## SELECTED EXCERPT:
· · · · ·
It is important that anyone taking insulin or living with someone who takes insulin understand the signs of an insulin overdose. Things can progress and worsen very quickly, so immediate medical care is required. It is relatively easy to overdose on insulin because it is hard to determine the correct dosage. Working out more than usual or eating too long after a dosage of insulin can also lead to an overdose.

During an insulin overdose the patient may become very hungry because his or her blood sugar is being processed and burned off rapidly. Immediate medical care is needed so that blood sugar can be returned to normal through injections or glucagon or a high sugar solution. Additional treatments may also be performed in order to treat individual symptoms such as seizure or dizziness.


In order to avoid the risk of an insulin overdose, it is important to take this medication only as directed. Dosages should be measured carefully. Rapid-acting insulin is typically more dangerous than slower-acting varieties. Food should be eaten soon after taking this type of insulin. It is also important to carefully monitor blood sugar before and after exercise and when restricting food intake.
· · · · ·
## TASK INSTRUCTIONS:
1. According to the text on insulin overdose, why may a person become very hungry during an overdose? Answer in one to three sentences.
2. Continue the text on insulin overdose past its final sentence.
The listing that comes next is not needed.

## DATA EXTRACTS:
· · · · ·
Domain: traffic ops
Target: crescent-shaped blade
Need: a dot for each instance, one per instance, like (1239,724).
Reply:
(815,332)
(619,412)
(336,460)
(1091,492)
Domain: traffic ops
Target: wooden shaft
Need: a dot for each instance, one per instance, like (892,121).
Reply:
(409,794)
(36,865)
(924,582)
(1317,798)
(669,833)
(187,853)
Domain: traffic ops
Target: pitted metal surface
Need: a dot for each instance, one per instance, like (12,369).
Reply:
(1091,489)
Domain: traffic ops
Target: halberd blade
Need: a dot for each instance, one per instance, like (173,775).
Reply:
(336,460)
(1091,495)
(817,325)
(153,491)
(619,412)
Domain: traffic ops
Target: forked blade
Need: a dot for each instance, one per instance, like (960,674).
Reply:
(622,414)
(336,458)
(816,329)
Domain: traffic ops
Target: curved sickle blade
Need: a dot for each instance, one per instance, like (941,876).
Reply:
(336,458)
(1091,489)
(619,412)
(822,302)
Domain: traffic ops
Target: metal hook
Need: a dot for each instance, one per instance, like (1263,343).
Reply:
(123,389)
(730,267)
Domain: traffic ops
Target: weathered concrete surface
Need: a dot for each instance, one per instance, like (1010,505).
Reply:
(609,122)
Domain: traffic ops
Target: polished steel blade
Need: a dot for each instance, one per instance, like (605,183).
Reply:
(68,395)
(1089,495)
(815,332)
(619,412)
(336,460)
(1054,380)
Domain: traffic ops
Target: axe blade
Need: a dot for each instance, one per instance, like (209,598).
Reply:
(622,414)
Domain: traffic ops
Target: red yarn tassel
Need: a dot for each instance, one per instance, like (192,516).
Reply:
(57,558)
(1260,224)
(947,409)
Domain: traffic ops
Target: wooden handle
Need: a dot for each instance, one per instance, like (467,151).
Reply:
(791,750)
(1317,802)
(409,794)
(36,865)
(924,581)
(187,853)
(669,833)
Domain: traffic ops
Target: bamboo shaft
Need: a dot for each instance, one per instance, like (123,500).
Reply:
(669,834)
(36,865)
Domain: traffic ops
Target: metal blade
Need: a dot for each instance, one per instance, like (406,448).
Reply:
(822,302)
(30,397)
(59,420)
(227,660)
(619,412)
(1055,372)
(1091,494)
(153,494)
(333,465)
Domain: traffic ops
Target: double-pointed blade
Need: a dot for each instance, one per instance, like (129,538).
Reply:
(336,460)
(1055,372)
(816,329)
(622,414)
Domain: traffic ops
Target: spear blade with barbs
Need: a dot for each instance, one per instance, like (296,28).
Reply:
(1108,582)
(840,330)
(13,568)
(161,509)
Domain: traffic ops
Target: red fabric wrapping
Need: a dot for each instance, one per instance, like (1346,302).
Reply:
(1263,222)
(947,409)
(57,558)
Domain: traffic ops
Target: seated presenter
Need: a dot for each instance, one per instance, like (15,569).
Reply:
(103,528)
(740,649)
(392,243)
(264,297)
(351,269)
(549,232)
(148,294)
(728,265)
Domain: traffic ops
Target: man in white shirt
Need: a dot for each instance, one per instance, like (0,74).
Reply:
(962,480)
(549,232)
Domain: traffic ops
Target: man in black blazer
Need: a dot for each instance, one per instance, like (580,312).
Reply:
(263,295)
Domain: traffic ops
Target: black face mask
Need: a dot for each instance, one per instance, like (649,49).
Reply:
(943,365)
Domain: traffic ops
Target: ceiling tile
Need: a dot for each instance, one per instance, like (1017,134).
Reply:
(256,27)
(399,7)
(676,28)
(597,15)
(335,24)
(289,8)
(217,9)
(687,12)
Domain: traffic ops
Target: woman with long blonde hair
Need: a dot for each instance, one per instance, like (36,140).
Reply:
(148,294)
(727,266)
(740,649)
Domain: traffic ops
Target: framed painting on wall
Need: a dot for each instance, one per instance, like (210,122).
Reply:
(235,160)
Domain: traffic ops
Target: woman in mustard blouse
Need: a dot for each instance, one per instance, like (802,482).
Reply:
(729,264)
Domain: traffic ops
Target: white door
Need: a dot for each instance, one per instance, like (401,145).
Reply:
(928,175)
· · · · ·
## ANSWERS TO THIS EXERCISE:
1. A person may become very hungry during an insulin overdose because his or her blood sugar is being processed and burned off rapidly.

2.
Patients who live with others should inform them about the signs of insulin overdose so that appropriate action can be taken in the event of a severe reaction. Emergency response workers should be notified at the first sign of an overdose. Patients and their families should not try and handle the situation themselves because the condition can worsen quickly and low blood sugar can eventually lead to death.

Anyone who feels unsure about the correct administration or dosage of insulin should speak with a doctor or enlist the help of someone who can correctly administer the medication. Those who have experienced an overdose previously should take extra precautions. Any unusual symptoms should be reported whether typical of an overdose or not. Each patient may have his or her own unique symptoms.